[[ The records, beginning ]]

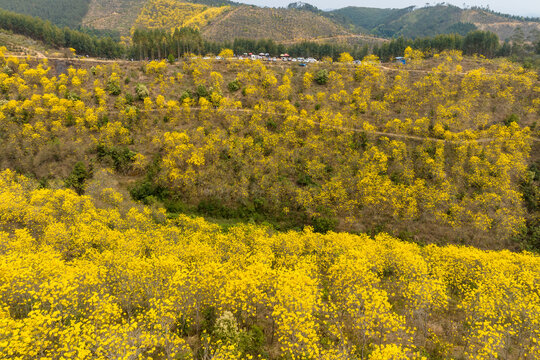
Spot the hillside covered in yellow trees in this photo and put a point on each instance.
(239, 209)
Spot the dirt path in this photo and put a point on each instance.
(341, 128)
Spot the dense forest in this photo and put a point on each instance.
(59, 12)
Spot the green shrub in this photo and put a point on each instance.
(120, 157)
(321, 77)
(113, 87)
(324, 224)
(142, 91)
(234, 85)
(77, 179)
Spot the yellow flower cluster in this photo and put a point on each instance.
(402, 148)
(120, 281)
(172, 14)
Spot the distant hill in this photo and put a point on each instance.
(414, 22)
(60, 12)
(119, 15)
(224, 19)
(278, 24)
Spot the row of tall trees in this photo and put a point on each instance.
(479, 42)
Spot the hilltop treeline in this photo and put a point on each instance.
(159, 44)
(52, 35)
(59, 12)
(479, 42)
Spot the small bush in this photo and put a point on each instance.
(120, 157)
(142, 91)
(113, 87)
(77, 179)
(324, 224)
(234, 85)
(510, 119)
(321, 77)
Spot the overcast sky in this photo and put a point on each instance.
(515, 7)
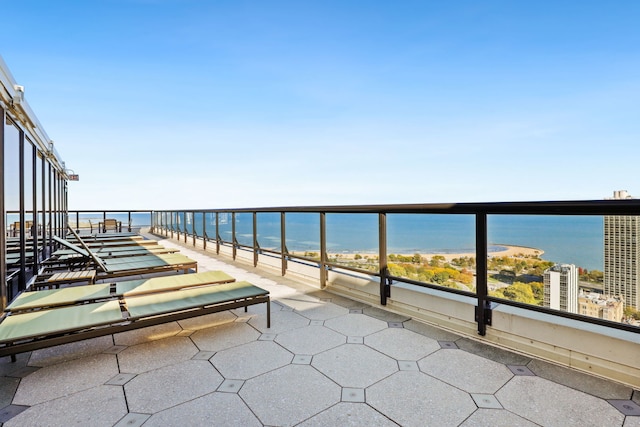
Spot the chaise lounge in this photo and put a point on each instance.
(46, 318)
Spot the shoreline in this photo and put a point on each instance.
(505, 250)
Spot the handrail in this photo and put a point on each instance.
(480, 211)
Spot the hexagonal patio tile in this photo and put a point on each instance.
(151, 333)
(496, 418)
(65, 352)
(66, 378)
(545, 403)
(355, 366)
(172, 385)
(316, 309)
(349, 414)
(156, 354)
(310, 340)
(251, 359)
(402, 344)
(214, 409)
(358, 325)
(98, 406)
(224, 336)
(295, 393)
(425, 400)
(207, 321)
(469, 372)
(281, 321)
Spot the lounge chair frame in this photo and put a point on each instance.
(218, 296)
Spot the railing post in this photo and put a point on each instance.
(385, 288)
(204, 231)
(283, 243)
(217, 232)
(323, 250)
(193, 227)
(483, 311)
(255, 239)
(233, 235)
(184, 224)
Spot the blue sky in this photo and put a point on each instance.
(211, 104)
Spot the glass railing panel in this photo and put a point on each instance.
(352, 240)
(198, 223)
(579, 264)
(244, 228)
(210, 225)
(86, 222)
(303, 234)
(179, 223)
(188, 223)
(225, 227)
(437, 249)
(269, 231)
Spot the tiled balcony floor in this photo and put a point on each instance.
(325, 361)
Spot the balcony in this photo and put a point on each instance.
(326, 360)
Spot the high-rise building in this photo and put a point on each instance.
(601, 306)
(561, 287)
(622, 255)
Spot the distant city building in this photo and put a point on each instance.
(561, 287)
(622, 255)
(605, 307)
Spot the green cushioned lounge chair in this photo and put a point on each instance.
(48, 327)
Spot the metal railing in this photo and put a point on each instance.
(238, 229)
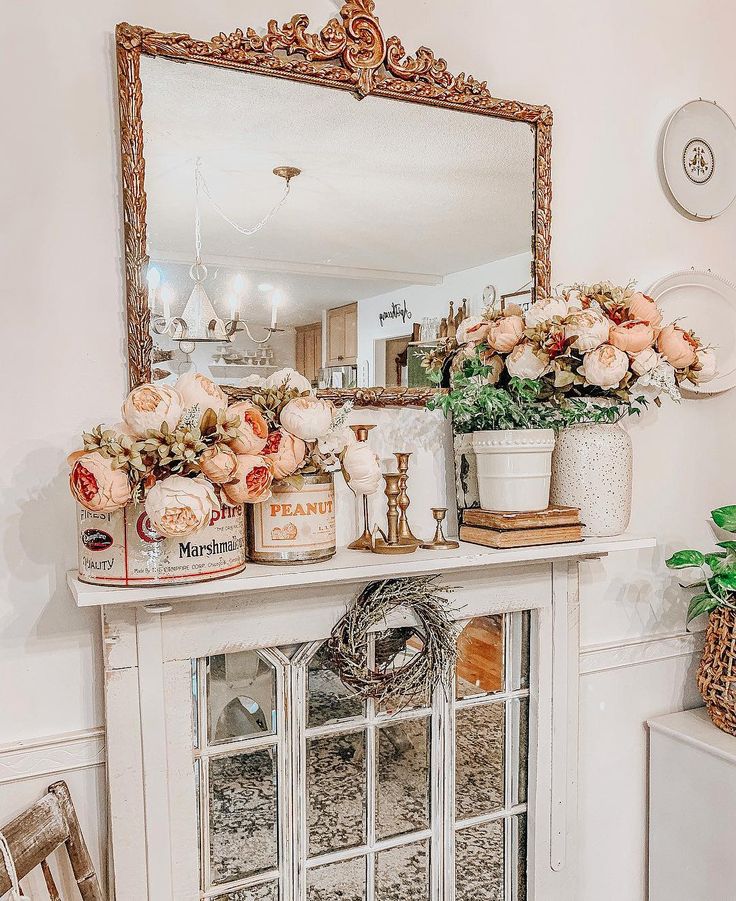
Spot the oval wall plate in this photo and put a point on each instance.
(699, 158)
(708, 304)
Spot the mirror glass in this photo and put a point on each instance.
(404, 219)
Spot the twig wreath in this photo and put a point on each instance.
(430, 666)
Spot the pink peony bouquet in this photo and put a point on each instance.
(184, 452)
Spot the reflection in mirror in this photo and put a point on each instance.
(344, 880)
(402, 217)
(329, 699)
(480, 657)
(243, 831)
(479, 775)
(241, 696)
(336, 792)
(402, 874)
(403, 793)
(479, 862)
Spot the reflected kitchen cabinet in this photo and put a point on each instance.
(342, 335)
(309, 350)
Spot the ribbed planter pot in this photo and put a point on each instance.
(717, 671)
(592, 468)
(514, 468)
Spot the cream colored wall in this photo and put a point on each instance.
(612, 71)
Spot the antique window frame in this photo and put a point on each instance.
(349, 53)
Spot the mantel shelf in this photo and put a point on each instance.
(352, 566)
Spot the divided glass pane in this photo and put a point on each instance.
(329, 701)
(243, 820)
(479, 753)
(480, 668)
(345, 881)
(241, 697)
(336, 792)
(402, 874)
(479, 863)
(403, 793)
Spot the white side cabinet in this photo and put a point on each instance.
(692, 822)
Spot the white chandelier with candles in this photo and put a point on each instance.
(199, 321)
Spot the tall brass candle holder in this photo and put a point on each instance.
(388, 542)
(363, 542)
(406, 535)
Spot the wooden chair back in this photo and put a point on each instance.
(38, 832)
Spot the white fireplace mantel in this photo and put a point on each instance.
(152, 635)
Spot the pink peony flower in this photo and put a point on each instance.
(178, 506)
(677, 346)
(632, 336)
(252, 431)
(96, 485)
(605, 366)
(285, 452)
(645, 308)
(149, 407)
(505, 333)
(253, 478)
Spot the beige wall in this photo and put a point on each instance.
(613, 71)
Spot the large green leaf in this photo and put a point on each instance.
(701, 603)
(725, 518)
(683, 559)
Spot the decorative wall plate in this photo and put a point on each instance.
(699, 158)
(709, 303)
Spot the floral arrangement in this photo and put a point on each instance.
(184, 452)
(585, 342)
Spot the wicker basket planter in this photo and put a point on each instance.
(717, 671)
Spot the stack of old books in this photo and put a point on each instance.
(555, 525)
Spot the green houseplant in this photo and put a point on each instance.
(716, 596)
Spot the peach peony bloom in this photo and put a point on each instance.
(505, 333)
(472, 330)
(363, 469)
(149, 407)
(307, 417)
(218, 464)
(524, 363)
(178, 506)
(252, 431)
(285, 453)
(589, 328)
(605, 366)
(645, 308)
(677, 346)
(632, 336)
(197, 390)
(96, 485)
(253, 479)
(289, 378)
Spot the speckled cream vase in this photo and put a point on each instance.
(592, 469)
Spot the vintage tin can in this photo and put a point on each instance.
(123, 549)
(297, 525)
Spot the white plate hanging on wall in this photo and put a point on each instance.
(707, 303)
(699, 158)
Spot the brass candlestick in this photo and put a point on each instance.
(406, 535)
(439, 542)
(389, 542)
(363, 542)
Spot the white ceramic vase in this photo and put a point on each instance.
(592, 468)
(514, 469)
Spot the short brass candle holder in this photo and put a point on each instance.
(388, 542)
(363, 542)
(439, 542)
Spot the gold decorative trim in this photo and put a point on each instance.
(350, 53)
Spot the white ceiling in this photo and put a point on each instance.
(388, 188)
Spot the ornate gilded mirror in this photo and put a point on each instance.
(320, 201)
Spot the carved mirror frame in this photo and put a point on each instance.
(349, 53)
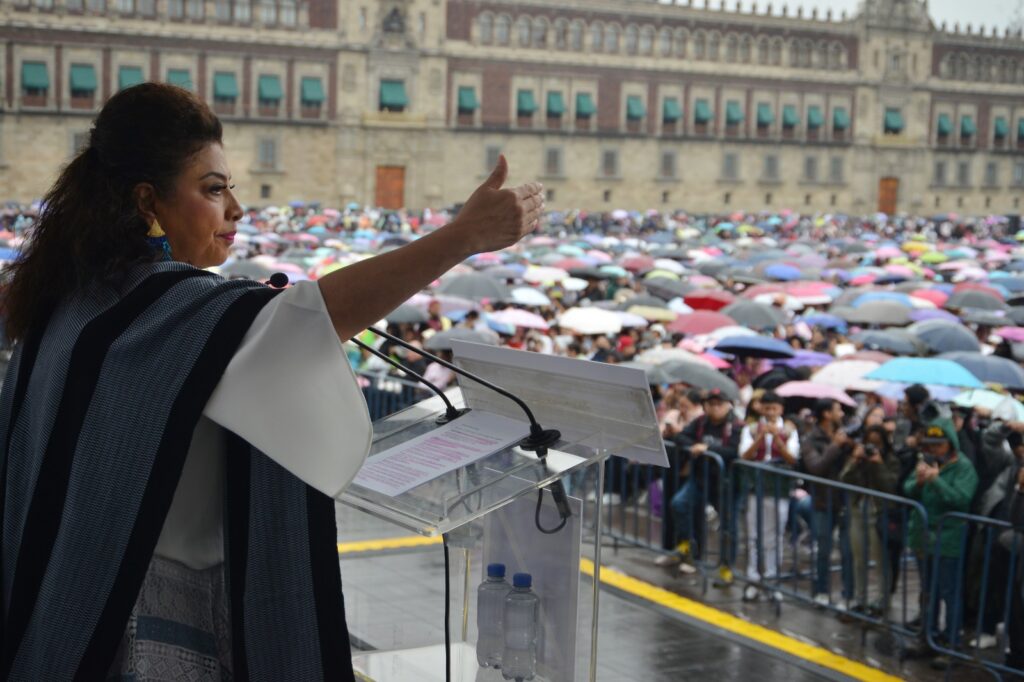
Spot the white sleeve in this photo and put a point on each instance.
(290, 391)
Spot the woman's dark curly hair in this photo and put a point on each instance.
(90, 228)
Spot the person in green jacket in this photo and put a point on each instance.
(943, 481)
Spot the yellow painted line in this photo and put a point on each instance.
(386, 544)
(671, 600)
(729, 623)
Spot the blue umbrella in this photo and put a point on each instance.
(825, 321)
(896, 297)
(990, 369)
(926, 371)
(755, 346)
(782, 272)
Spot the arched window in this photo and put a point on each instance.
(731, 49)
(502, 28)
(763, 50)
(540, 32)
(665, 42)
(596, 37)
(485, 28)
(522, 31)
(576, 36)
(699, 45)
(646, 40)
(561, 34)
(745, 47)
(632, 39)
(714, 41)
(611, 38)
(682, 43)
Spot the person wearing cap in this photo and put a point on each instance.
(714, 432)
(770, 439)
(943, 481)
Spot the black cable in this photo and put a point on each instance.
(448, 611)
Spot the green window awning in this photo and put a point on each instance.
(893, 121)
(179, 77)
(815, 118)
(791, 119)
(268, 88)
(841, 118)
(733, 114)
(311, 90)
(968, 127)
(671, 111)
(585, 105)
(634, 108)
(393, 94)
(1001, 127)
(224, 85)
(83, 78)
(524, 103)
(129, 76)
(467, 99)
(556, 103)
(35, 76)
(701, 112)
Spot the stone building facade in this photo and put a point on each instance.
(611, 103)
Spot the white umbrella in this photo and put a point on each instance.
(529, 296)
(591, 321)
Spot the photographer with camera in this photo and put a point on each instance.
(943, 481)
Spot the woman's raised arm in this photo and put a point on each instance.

[[ The records, end ]]

Task item: Print the lines of the entries, exactly, from the one containing "Spot the photographer" down to the final line, and leave out all the others.

Response area:
Spot the photographer with camera in this photo and put a point on each instance.
(943, 481)
Spot the woman's raised arm in this photo and put a point on each instance.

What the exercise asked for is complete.